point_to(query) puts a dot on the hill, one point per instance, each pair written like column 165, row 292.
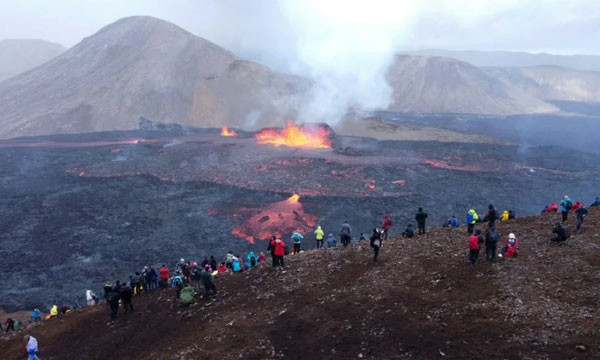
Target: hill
column 445, row 85
column 421, row 300
column 516, row 58
column 143, row 66
column 20, row 55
□ □ □ □ □ □ □
Exercise brief >>
Leaving the pictures out, write out every entry exactly.

Exercise solution >>
point_to(query) puts a dot on the hill, one point per instance, each pair written like column 165, row 292.
Target: hill
column 445, row 85
column 421, row 300
column 516, row 58
column 143, row 66
column 20, row 55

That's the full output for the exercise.